Segment Start: RECORDS SUPPLIED

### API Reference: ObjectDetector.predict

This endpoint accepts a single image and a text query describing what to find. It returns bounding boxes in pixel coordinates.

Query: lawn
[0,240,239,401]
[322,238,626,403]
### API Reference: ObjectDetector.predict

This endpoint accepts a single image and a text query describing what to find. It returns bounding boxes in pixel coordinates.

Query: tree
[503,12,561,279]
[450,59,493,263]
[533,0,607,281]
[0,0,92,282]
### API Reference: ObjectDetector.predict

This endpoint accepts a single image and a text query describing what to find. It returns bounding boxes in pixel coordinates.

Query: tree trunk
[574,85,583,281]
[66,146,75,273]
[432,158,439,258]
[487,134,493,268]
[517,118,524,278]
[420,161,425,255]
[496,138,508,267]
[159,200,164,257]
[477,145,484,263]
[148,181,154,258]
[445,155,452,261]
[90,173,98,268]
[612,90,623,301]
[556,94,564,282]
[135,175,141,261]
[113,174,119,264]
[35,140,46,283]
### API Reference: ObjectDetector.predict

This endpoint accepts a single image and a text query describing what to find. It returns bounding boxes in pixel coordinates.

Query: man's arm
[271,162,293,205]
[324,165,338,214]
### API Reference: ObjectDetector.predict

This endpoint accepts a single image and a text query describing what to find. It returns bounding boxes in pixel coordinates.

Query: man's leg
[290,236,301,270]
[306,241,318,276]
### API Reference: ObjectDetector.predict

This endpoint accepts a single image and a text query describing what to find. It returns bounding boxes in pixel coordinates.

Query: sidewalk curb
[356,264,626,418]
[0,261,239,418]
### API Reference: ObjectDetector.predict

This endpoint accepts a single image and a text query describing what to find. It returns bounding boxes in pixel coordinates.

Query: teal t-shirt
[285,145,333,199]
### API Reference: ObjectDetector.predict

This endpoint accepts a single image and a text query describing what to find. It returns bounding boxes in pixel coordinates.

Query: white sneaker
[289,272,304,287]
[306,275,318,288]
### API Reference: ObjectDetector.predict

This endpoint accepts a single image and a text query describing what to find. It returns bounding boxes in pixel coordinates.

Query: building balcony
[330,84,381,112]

Segment End: RECORDS SUPPLIED

Output only a verbatim copy of the lines spanning from the line that contains "Query: tree trunk" to the end of the records above.

Query: tree trunk
[574,85,583,281]
[66,146,75,273]
[432,158,439,258]
[487,134,493,268]
[517,118,524,278]
[420,161,425,255]
[496,138,508,267]
[159,200,164,257]
[477,145,484,263]
[148,181,154,258]
[445,155,452,261]
[90,173,98,268]
[612,90,623,301]
[556,94,564,282]
[135,175,141,261]
[113,174,119,264]
[35,140,46,283]
### API Reference: ObjectDetector.predict

This endpoint accepts a single image and a text query describing what to find. It returns bounding boxes in pixel coordinates.

Query: man's arm
[271,162,293,205]
[324,165,338,214]
### API Reference: ObjectDetector.predict

This endpoint accepts a single image and a text query describing what to find. It returns bounding boxes in pixel coordinates.

Query: man's leg
[290,236,301,270]
[306,241,318,276]
### API Reference: ObjectDetector.predict

This endpoint accepts a single image and a text query describing what to find. It returns bounding boxes in pixel coordinates.

Query: sidewalk curb
[356,264,626,418]
[0,261,239,418]
### API Reference: ObjectDetector.predict

This endpoint accepts a single image and a text query describing what to find. It returns bounding boxes in pixel coordinates.

Query: teal t-shirt
[285,145,333,199]
### API Reference: ObjectDetector.predict

This endpoint accepts a single image and a text query describing what to find. It returns bounding boxes in pixel coordinates.

Query: white sneaker
[289,272,304,287]
[306,275,318,288]
### API Reference: ObjectDetector.predict

This endpoint accepts a single image and a text query describing what to find. It returns bounding boxes in pixel coordinates.

Query: building balcony
[330,84,381,112]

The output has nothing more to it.